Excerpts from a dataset
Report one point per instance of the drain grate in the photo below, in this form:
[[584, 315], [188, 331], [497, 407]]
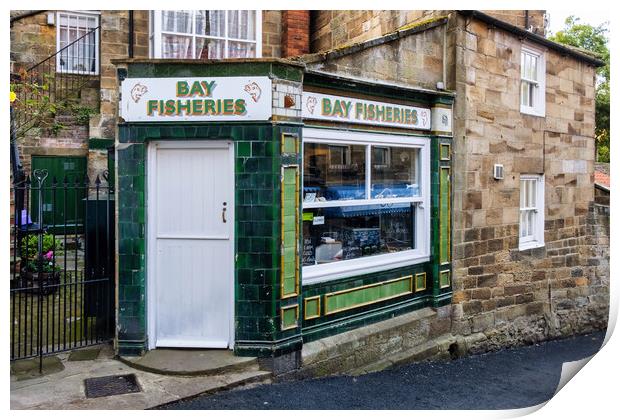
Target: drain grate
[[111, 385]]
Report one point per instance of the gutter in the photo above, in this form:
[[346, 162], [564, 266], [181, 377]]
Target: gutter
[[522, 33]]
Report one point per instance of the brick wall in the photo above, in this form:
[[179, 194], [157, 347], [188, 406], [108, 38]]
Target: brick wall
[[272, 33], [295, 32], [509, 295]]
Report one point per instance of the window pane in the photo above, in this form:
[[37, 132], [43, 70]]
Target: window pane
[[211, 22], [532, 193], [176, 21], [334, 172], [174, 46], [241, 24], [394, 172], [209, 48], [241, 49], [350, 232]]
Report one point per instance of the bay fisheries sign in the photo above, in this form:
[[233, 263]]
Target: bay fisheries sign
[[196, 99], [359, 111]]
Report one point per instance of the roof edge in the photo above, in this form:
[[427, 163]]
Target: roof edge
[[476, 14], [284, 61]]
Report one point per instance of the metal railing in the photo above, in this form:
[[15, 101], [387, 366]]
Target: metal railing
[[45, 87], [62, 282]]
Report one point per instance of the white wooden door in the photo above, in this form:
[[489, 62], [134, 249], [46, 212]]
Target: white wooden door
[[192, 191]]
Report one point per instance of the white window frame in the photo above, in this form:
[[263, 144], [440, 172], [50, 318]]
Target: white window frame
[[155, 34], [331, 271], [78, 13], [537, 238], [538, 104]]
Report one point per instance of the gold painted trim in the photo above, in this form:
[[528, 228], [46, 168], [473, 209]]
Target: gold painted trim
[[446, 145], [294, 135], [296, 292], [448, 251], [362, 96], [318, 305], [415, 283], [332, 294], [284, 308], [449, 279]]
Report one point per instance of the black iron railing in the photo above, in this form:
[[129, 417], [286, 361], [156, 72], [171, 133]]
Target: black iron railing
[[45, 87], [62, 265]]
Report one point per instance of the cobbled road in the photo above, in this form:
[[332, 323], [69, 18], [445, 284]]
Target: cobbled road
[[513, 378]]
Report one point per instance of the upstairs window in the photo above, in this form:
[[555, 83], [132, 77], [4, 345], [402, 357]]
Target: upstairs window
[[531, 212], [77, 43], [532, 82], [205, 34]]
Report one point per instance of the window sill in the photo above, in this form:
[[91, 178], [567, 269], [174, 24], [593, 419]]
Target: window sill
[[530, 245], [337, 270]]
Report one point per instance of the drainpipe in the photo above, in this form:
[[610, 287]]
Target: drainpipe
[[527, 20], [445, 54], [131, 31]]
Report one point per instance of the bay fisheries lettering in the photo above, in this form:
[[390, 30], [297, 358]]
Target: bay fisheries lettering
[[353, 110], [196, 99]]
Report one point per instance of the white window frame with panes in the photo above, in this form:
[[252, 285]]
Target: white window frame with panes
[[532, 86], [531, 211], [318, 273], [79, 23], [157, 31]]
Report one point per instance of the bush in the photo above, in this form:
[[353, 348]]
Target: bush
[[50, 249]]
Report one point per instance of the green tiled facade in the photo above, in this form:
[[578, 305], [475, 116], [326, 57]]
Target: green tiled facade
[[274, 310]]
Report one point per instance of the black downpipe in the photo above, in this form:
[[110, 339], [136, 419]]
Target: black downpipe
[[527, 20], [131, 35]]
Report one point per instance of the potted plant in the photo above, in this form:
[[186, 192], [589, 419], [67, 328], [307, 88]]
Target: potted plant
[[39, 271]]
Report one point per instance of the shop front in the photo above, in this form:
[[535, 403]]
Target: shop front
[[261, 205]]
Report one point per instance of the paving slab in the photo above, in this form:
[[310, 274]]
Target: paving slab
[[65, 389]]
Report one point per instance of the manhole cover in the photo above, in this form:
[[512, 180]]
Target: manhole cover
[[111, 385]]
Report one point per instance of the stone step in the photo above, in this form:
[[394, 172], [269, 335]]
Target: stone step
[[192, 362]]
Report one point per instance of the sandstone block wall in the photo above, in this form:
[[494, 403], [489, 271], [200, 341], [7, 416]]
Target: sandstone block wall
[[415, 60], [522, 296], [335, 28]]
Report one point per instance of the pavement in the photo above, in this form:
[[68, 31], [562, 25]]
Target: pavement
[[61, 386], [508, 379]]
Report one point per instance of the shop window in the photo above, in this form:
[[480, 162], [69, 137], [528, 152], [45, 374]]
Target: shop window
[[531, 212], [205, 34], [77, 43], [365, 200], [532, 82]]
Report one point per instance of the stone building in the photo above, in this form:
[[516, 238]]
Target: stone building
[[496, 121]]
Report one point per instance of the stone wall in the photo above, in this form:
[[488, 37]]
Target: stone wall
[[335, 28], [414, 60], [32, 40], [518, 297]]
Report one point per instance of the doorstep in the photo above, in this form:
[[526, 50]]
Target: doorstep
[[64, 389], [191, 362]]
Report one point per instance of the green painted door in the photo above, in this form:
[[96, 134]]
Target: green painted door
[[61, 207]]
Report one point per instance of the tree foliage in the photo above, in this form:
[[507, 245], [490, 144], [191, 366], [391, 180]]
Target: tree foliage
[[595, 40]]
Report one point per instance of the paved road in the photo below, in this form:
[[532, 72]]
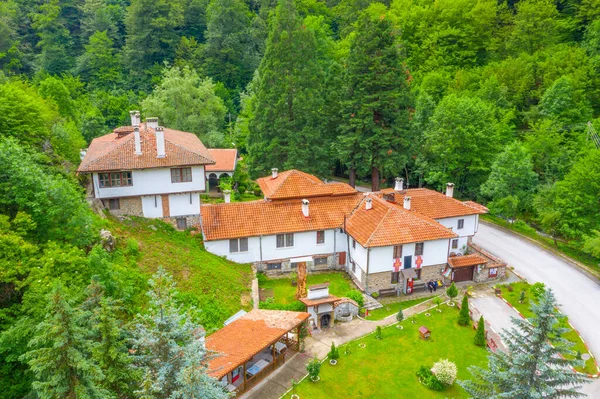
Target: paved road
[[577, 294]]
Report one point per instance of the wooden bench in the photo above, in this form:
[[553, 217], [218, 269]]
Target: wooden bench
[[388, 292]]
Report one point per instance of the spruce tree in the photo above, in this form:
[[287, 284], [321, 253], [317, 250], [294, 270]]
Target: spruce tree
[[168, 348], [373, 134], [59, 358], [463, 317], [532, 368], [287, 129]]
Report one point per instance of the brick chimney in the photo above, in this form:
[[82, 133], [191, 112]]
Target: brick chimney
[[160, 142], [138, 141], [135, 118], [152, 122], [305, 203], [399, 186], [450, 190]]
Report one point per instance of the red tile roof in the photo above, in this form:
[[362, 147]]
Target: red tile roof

Exercise aim:
Report each line of the data that includes the string "below".

Reply:
Report one point per instance of the drain grate in the photo below, in this form:
Report one point per instance of the paved road in the photo below, in this form:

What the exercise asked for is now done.